──────── EXTRACTED MATERIAL

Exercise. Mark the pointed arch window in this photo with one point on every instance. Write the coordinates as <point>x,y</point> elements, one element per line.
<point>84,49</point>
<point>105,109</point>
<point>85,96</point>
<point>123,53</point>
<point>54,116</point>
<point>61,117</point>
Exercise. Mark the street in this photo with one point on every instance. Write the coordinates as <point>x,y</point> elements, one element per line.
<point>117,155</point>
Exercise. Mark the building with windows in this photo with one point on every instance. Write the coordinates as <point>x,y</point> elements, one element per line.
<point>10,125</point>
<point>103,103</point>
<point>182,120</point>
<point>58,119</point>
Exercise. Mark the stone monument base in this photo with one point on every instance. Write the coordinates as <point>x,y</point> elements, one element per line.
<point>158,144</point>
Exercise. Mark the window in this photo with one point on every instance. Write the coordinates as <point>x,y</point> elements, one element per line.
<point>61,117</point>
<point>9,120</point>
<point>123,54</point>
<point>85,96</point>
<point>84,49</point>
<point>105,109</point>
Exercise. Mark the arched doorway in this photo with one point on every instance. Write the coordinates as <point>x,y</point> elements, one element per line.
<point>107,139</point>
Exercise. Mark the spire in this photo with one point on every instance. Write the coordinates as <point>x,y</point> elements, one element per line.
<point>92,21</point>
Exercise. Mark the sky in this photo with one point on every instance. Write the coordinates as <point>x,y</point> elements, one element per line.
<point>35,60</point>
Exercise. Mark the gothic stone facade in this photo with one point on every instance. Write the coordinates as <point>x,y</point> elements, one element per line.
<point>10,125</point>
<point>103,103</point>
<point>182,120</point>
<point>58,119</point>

────────────────

● WORK TO COMPLETE:
Lay out every line of the records above as a Markdown table with the columns "No." and "Line", numbering the rows in order and leaving out blank lines.

● EXERCISE SOLUTION:
| No. | Line |
|---|---|
| 1 | Exercise. Mark the pointed arch window in this photo with one point on every instance. Write the coordinates as <point>x,y</point> elements, one element per line. |
| 2 | <point>84,49</point> |
| 3 | <point>105,109</point> |
| 4 | <point>85,96</point> |
| 5 | <point>123,53</point> |
| 6 | <point>54,116</point> |
| 7 | <point>61,117</point> |
| 8 | Exercise. Mark the street in this photo with one point on every instance. Write the coordinates as <point>x,y</point> elements, one element per line. |
| 9 | <point>117,155</point> |
| 10 | Exercise. Mark the building with windows in this photo with one point on every instance. Write the coordinates as <point>x,y</point> elements, one element per line. |
| 11 | <point>10,125</point> |
| 12 | <point>103,103</point> |
| 13 | <point>182,120</point> |
| 14 | <point>58,119</point> |
| 15 | Exercise. Mark the stone monument base in this photo with one point on every instance. Write the coordinates as <point>x,y</point> elements, one element per line. |
| 16 | <point>158,144</point> |
| 17 | Exercise. Mark the window in this photo with one point on every instance. Write the coordinates as <point>x,y</point> elements, one element per line. |
| 18 | <point>61,117</point> |
| 19 | <point>9,120</point> |
| 20 | <point>123,54</point> |
| 21 | <point>85,96</point> |
| 22 | <point>84,49</point> |
| 23 | <point>105,109</point> |
| 24 | Exercise. Mark the arched doorway in this photo with one point on every instance. Write the coordinates as <point>x,y</point> elements, one element per line. |
| 25 | <point>107,139</point> |
| 26 | Exercise. Mark the spire in this photo with one point on every instance. Write the coordinates as <point>x,y</point> elements, one element per line. |
| 27 | <point>92,21</point> |
| 28 | Exercise. Mark the sky in this photo with one point on every instance. Write the coordinates as <point>x,y</point> elements, one element per line. |
| 29 | <point>35,60</point> |
| 30 | Exercise. Mark the gothic stone facade in this photo with one point on every instance. Write the coordinates as <point>x,y</point> elements, one element per line. |
| 31 | <point>10,125</point> |
| 32 | <point>103,103</point> |
| 33 | <point>182,120</point> |
| 34 | <point>58,119</point> |